> _Input material_:

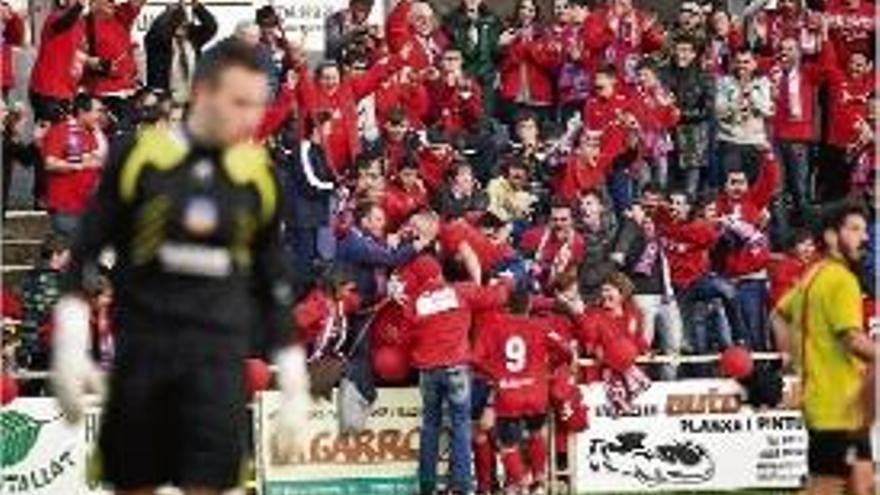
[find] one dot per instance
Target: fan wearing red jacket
(13, 36)
(555, 248)
(440, 315)
(456, 99)
(586, 168)
(512, 351)
(852, 26)
(612, 332)
(611, 110)
(472, 249)
(849, 92)
(529, 61)
(54, 81)
(73, 161)
(111, 69)
(787, 270)
(323, 315)
(745, 252)
(795, 83)
(329, 91)
(687, 243)
(414, 24)
(405, 92)
(620, 34)
(788, 20)
(404, 195)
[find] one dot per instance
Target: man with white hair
(414, 23)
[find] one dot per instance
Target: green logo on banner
(19, 433)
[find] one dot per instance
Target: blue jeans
(452, 386)
(752, 295)
(711, 287)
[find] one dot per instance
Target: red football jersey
(513, 352)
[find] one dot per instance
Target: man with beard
(832, 349)
(192, 213)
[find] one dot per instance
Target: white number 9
(515, 354)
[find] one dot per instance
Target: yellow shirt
(831, 375)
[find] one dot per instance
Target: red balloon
(573, 415)
(562, 386)
(620, 355)
(391, 364)
(8, 389)
(736, 362)
(257, 376)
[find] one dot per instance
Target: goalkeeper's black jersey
(196, 236)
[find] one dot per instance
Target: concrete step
(20, 251)
(25, 224)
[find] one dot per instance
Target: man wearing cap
(441, 315)
(346, 27)
(111, 70)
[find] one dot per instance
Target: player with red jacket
(612, 110)
(413, 24)
(13, 36)
(323, 315)
(555, 248)
(529, 59)
(54, 81)
(472, 249)
(852, 27)
(456, 99)
(513, 351)
(743, 209)
(404, 195)
(440, 316)
(687, 244)
(403, 91)
(620, 34)
(586, 168)
(329, 91)
(73, 162)
(849, 91)
(612, 332)
(787, 270)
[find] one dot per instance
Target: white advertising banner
(41, 453)
(380, 460)
(690, 435)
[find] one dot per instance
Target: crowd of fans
(640, 187)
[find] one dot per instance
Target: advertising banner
(690, 435)
(380, 460)
(41, 453)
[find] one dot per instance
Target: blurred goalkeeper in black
(193, 216)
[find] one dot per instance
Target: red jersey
(61, 36)
(457, 232)
(13, 35)
(113, 43)
(441, 319)
(577, 176)
(69, 191)
(747, 212)
(399, 203)
(512, 351)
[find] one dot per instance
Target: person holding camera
(54, 81)
(173, 44)
(110, 71)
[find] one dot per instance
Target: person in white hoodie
(743, 106)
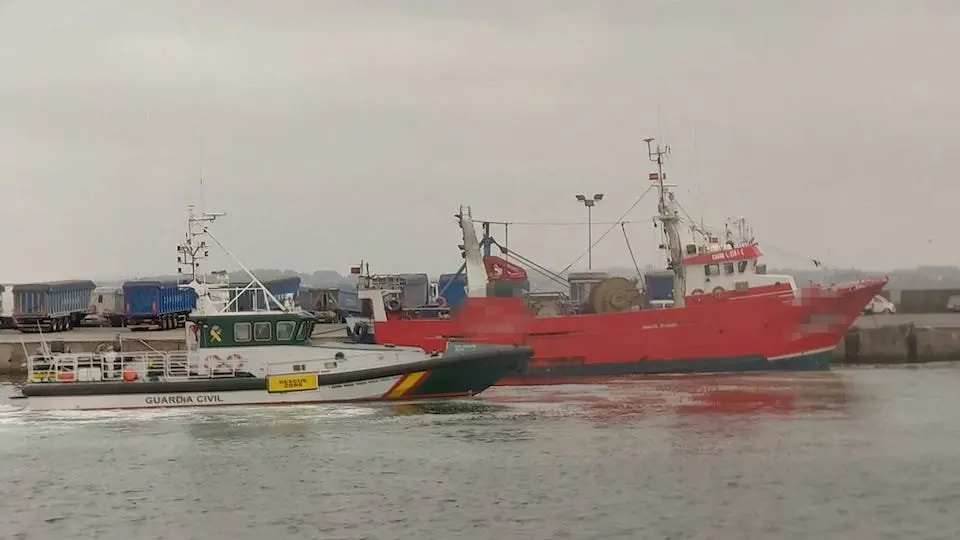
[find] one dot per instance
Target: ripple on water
(852, 454)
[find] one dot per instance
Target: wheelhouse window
(241, 332)
(262, 330)
(285, 330)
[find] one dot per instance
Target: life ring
(360, 330)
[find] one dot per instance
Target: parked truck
(53, 306)
(156, 305)
(106, 307)
(331, 304)
(6, 306)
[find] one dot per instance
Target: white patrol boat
(261, 357)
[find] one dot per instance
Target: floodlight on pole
(589, 203)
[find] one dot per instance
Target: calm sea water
(862, 453)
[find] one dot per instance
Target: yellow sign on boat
(292, 383)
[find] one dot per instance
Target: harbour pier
(15, 346)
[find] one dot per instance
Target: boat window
(241, 332)
(285, 330)
(261, 331)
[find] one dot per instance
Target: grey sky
(331, 131)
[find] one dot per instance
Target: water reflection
(722, 395)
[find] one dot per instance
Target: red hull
(742, 333)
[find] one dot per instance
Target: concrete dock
(15, 346)
(894, 338)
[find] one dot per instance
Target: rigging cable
(602, 236)
(630, 249)
(540, 269)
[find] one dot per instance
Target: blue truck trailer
(285, 289)
(52, 306)
(156, 305)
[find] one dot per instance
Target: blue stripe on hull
(809, 362)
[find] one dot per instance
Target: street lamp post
(590, 203)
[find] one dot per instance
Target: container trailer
(53, 306)
(156, 305)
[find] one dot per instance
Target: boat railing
(128, 367)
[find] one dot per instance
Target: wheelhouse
(252, 329)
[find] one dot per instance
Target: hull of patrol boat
(464, 370)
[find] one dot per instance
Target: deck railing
(130, 367)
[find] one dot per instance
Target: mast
(669, 216)
(473, 256)
(194, 249)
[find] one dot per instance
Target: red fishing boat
(727, 314)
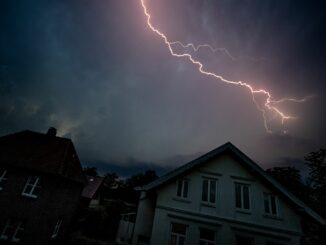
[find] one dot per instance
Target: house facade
(222, 197)
(41, 181)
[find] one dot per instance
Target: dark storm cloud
(94, 70)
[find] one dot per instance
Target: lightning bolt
(196, 48)
(269, 105)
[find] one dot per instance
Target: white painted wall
(224, 218)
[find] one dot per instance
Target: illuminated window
(242, 196)
(209, 191)
(270, 204)
(178, 234)
(18, 232)
(56, 228)
(206, 237)
(32, 187)
(12, 231)
(182, 189)
(3, 178)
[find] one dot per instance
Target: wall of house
(223, 217)
(58, 199)
(144, 218)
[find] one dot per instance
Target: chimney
(52, 131)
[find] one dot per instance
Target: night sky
(95, 71)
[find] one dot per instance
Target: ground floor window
(206, 237)
(244, 240)
(178, 234)
(13, 230)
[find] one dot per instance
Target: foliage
(312, 192)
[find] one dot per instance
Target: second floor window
(243, 240)
(182, 188)
(242, 196)
(206, 237)
(178, 234)
(270, 204)
(3, 179)
(209, 191)
(32, 187)
(56, 228)
(13, 230)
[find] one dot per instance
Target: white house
(222, 197)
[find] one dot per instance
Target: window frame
(57, 228)
(178, 235)
(20, 227)
(209, 184)
(269, 201)
(240, 236)
(15, 227)
(10, 224)
(184, 194)
(242, 201)
(3, 178)
(33, 185)
(205, 241)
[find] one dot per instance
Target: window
(13, 230)
(3, 178)
(243, 240)
(206, 237)
(7, 230)
(270, 204)
(178, 234)
(242, 199)
(18, 232)
(32, 187)
(56, 228)
(273, 243)
(209, 191)
(182, 190)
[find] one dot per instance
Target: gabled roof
(93, 184)
(42, 153)
(247, 163)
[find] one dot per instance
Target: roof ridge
(252, 164)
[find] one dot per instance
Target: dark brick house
(41, 181)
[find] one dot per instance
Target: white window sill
(272, 216)
(208, 204)
(180, 199)
(243, 211)
(29, 195)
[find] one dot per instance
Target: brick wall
(58, 199)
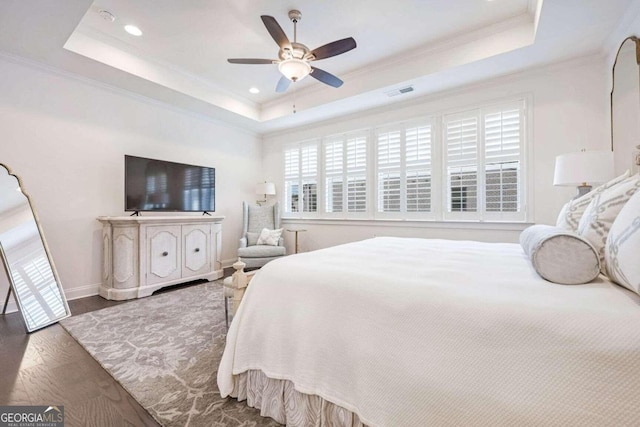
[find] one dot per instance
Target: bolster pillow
(559, 255)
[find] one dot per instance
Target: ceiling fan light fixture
(294, 69)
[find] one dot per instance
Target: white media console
(144, 253)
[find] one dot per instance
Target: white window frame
(346, 173)
(439, 186)
(403, 169)
(301, 179)
(481, 213)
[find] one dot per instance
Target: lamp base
(582, 190)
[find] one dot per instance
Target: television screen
(156, 185)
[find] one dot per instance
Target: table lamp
(583, 169)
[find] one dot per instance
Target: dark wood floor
(48, 367)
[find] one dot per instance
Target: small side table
(296, 231)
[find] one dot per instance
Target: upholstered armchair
(257, 218)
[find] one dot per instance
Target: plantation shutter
(309, 168)
(389, 169)
(461, 138)
(503, 160)
(418, 169)
(292, 179)
(356, 174)
(333, 170)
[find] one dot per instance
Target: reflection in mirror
(625, 105)
(34, 282)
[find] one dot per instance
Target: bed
(416, 332)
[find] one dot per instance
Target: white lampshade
(294, 69)
(583, 168)
(266, 188)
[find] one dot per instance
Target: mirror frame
(5, 264)
(636, 40)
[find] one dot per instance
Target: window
(464, 165)
(345, 173)
(483, 158)
(404, 169)
(301, 178)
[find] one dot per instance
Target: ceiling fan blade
(283, 84)
(334, 48)
(276, 31)
(251, 61)
(326, 78)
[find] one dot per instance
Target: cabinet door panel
(125, 259)
(163, 244)
(196, 243)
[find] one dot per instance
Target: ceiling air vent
(400, 91)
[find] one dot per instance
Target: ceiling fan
(295, 58)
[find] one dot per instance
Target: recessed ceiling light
(106, 15)
(133, 30)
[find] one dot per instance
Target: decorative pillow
(252, 238)
(572, 211)
(622, 252)
(602, 211)
(559, 255)
(269, 237)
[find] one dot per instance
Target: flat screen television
(157, 185)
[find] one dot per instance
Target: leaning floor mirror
(31, 275)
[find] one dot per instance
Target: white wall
(66, 138)
(568, 111)
(627, 122)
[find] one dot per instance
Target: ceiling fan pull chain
(294, 97)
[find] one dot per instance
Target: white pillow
(252, 238)
(602, 212)
(559, 255)
(269, 237)
(572, 211)
(622, 252)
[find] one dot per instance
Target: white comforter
(415, 332)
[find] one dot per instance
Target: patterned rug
(165, 350)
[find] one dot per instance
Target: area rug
(165, 351)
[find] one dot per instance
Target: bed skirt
(279, 400)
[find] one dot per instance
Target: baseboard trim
(82, 291)
(226, 263)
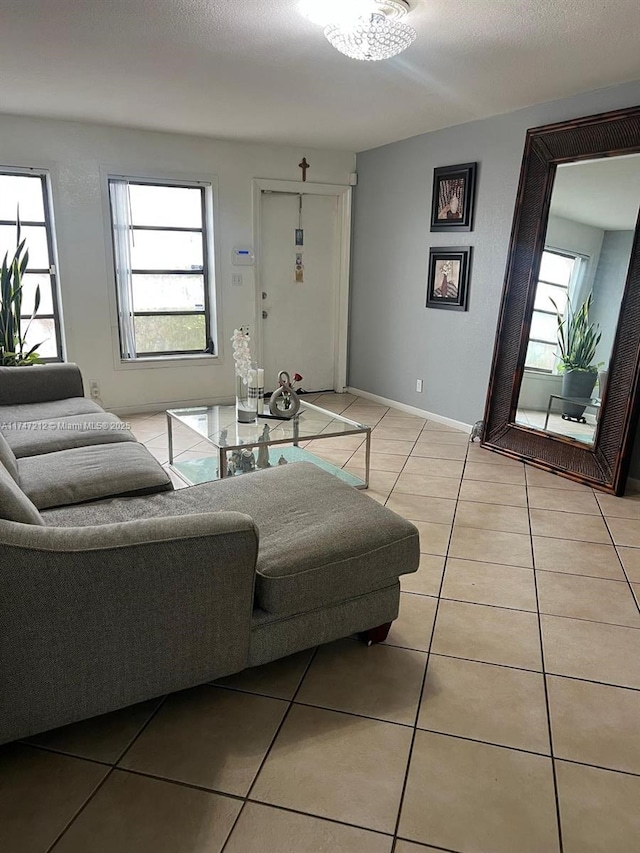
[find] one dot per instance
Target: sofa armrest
(97, 618)
(39, 383)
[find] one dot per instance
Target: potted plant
(13, 344)
(578, 339)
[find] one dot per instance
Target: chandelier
(363, 29)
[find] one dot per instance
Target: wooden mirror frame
(603, 465)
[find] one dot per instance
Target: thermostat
(243, 256)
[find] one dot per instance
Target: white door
(299, 318)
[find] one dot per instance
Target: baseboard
(633, 486)
(411, 410)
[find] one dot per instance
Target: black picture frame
(453, 200)
(452, 294)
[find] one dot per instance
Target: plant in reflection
(578, 339)
(14, 349)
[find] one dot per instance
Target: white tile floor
(501, 716)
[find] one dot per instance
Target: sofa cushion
(90, 473)
(43, 411)
(14, 504)
(39, 383)
(32, 438)
(321, 541)
(8, 458)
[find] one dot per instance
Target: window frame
(564, 253)
(207, 216)
(52, 272)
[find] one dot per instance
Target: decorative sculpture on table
(246, 377)
(263, 450)
(284, 402)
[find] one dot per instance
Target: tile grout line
(615, 548)
(544, 677)
(247, 796)
(426, 669)
(112, 768)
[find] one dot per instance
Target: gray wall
(608, 286)
(394, 339)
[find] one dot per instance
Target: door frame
(341, 317)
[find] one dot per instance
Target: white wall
(79, 156)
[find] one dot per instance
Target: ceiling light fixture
(369, 30)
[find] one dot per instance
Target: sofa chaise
(109, 602)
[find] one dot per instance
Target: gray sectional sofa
(114, 588)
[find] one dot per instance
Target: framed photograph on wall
(448, 278)
(453, 197)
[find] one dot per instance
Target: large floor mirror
(564, 387)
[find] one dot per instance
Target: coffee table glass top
(242, 448)
(218, 425)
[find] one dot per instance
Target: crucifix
(304, 166)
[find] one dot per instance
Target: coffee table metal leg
(546, 420)
(367, 459)
(170, 438)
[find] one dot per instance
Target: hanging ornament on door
(299, 239)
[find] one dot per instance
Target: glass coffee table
(243, 448)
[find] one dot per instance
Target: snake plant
(13, 331)
(577, 338)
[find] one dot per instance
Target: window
(28, 193)
(161, 250)
(557, 273)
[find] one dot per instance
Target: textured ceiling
(604, 193)
(257, 70)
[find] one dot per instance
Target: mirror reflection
(583, 271)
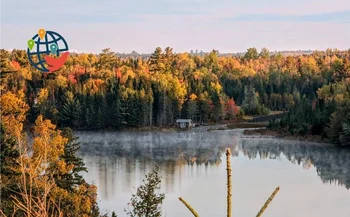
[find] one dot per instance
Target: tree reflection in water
(135, 153)
(332, 163)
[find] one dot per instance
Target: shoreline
(265, 133)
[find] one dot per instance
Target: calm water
(314, 178)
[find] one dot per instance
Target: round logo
(47, 51)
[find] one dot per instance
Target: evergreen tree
(8, 158)
(147, 201)
(250, 103)
(73, 178)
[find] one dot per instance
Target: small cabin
(184, 123)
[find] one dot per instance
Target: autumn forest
(110, 91)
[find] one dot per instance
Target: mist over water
(314, 178)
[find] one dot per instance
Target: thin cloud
(336, 17)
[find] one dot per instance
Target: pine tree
(8, 158)
(147, 201)
(74, 178)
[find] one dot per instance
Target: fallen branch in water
(189, 207)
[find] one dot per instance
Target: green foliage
(8, 157)
(147, 201)
(73, 178)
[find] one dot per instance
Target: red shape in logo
(56, 63)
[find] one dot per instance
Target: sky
(142, 25)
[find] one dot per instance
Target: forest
(107, 90)
(40, 172)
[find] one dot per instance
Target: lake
(314, 178)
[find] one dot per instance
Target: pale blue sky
(143, 25)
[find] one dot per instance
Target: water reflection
(192, 161)
(332, 164)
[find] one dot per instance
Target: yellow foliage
(13, 113)
(193, 96)
(43, 96)
(48, 143)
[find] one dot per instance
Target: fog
(190, 163)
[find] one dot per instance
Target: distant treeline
(98, 91)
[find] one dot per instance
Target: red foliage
(231, 108)
(72, 79)
(15, 65)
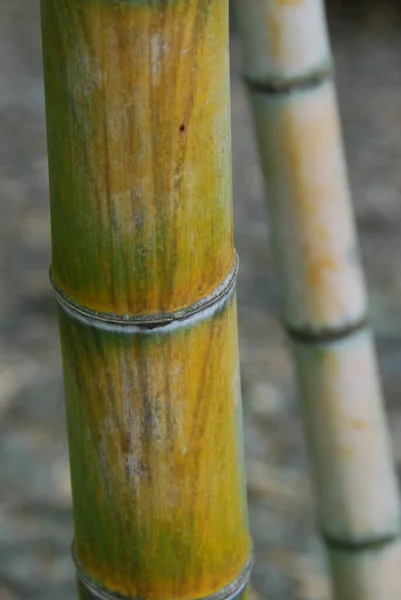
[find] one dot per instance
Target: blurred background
(35, 504)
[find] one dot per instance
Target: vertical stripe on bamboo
(154, 418)
(138, 119)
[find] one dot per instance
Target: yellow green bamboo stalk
(289, 75)
(144, 268)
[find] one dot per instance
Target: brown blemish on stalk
(159, 505)
(118, 80)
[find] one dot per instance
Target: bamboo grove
(288, 71)
(144, 271)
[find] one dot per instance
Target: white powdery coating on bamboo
(312, 223)
(349, 443)
(282, 38)
(369, 575)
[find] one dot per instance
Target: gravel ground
(35, 504)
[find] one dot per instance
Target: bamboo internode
(143, 263)
(287, 66)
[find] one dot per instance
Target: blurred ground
(35, 508)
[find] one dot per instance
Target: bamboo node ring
(222, 291)
(95, 591)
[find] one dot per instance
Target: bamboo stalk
(288, 71)
(143, 264)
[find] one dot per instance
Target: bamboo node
(222, 291)
(326, 335)
(286, 85)
(96, 591)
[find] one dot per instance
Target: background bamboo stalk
(287, 65)
(137, 100)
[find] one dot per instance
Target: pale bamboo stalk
(288, 71)
(144, 268)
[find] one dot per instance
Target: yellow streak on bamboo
(345, 423)
(312, 225)
(156, 457)
(139, 114)
(293, 40)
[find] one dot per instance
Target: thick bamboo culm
(289, 77)
(144, 268)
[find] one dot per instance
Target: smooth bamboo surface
(347, 435)
(323, 301)
(154, 421)
(138, 114)
(312, 228)
(138, 117)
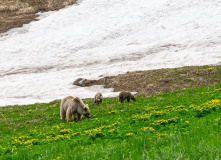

> _What is asked_: Identify each line of the data above that contains the word "small" and copy those lines out in full.

> _Written solution_:
Target: small side table
Target: small cabin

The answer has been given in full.